▶ RECORDS FOR THIS EXERCISE
○ ○ ○

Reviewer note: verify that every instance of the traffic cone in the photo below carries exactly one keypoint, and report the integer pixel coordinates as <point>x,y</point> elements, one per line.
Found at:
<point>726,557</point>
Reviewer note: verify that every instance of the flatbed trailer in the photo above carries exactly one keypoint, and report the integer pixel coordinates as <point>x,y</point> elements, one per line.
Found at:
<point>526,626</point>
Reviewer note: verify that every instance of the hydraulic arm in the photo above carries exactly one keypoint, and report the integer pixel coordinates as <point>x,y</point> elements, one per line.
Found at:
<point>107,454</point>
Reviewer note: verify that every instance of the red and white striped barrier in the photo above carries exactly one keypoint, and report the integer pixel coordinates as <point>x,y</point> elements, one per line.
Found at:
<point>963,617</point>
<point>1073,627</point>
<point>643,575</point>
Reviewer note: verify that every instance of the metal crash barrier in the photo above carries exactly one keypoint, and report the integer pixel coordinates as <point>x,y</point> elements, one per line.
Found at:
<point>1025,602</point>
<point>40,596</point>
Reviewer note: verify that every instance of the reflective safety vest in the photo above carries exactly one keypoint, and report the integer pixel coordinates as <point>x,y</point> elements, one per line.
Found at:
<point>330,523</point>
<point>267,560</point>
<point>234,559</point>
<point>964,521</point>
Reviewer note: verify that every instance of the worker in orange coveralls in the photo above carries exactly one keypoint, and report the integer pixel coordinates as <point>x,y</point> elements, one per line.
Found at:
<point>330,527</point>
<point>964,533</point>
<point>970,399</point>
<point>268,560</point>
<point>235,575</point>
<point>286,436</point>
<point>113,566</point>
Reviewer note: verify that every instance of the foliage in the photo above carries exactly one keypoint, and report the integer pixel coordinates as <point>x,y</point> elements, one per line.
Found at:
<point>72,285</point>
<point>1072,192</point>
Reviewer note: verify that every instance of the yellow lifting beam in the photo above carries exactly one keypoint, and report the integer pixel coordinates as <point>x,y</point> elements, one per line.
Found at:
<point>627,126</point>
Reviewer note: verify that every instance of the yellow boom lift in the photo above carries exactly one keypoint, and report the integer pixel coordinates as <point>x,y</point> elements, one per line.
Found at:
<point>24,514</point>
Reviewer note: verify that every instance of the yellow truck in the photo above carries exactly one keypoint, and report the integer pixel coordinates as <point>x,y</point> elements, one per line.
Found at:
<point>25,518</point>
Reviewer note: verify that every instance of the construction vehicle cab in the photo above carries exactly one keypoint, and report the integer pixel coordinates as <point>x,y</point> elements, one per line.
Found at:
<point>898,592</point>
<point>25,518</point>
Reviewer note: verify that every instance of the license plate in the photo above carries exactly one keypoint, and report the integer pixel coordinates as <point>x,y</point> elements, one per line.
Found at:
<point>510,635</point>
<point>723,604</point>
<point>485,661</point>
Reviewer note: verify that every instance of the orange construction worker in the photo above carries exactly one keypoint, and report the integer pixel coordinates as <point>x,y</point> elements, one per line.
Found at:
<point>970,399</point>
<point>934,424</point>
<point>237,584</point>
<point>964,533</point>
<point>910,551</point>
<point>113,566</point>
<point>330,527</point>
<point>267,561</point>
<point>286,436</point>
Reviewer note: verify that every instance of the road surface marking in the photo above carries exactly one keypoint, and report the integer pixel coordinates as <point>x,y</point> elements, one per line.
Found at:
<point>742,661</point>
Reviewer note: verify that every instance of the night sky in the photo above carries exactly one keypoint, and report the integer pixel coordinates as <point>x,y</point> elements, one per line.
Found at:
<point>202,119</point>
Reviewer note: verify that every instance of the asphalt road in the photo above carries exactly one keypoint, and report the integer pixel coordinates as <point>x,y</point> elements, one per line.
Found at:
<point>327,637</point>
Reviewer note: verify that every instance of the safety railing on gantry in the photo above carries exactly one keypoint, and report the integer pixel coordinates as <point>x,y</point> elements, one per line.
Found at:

○ ○ ○

▶ EXERCISE GOAL
Reproduce every one of the entries above verbatim, without altering any character.

▶ PROBLEM SOLUTION
Reviewer note: verify that every instance of the traffic cone in the photo below carries exactly one keypoint, and report the integer pixel coordinates as <point>x,y</point> elements, one per line.
Found at:
<point>726,557</point>
Reviewer note: verify that every instance of the flatbed trailer in the photo above carries exactly one keypoint, and report the integer pixel coordinates as <point>x,y</point> elements, one per line.
Found at:
<point>526,626</point>
Reviewer note: verify that every instance of the hydraulic arm in the photo above carries exactly one keypoint, and report the integer pixel coordinates as <point>x,y</point> elements, one per line.
Found at:
<point>107,454</point>
Reviewer note: verify that every instance of the red and white striped barrier in the photo above carries exactly one keypoint, and report the integer pixel coordinates as <point>x,y</point> elements, one per line.
Found at:
<point>963,617</point>
<point>1073,627</point>
<point>643,575</point>
Reviewer note: verify that every instance of the metal crash barrier in the photo above carries exactly one keypoint, and report the integer pixel coordinates as <point>x,y</point> elements, one per line.
Found at:
<point>1025,602</point>
<point>40,596</point>
Reviewer note: verify that every instance of the reflective safety vest in the photo above carries exactly one keypoint, and report the integer pixel coordinates as <point>x,y</point> elements, one per line.
Found at:
<point>330,523</point>
<point>267,560</point>
<point>234,559</point>
<point>964,521</point>
Reviewer note: verify that every instance of the worker in orange coveralls in the photo above carries exactly one keypoint, and report the integer pixel coordinates as <point>x,y</point> elements, one per line.
Found at:
<point>330,527</point>
<point>964,533</point>
<point>970,399</point>
<point>268,560</point>
<point>235,575</point>
<point>286,436</point>
<point>113,566</point>
Reviewer note: verify that every instance of the foliage in the photo above carries exactly one keypoint, and report the integer pixel coordinates as <point>x,y</point> elements, one per line.
Found at:
<point>72,285</point>
<point>1072,192</point>
Reviewer note: verify that every instance of the yellow lifting beam in the photo above carries exactly one keypoint, and report the integer pixel coordinates as <point>x,y</point> elements, one per line.
Found at:
<point>627,126</point>
Reviewer note: verify that every instance of the yellow boom lift in the photo above carries exactly one keypoint, and report the integer pixel coordinates as <point>x,y</point> elements, one per line.
Found at:
<point>24,514</point>
Reviewer note: verify that every instance of the yellow truck in the photo above carries exactly one keypoint, and report the integer pixel coordinates as <point>x,y</point> elements, one per line.
Found at:
<point>25,518</point>
Reviewer note: verify that every instance of the construction vehicle cab in the photo above carries exactly one keypoint, and report the integer pixel coordinates as <point>x,y</point> elements, one per line.
Found at:
<point>898,592</point>
<point>25,518</point>
Reviewer note: verify that every instance of the license plate in the photo above carries exactly one keypoint, and report the integer pixel coordinates as <point>x,y</point> elements, one per line.
Found at:
<point>510,635</point>
<point>723,604</point>
<point>485,661</point>
Reviewer note: verify that every instance of the orange construction worker in the photo above carries exactly one keypoint, and report the integer pixel coordinates as <point>x,y</point> elements, one per line.
Found at:
<point>970,399</point>
<point>934,424</point>
<point>237,584</point>
<point>964,533</point>
<point>910,551</point>
<point>113,566</point>
<point>330,527</point>
<point>267,561</point>
<point>286,436</point>
Reviewer note: verify that every instance of the road surface marking in the photo above carries exactly one keypoint, and report the integer pixel coordinates as <point>x,y</point> elements, one per line.
Found at:
<point>742,661</point>
Reviewer note: verify that every instance of the night sky in the photo above carries exactly one keypoint, and report the integer pixel coordinates as <point>x,y</point> elements, one per line.
Found at:
<point>202,119</point>
Reviewer note: verify that every instance of the asphalt road in the photo above carries exactly one keypoint, and report the integer pixel coordinates as <point>x,y</point> elements, one per line.
Found at:
<point>327,637</point>
Reviewer note: verify that every instance of the safety railing on gantry in the photo above carries exactly one keypoint, and report the integer pixel coordinates as <point>x,y</point> elements, one per line.
Found at:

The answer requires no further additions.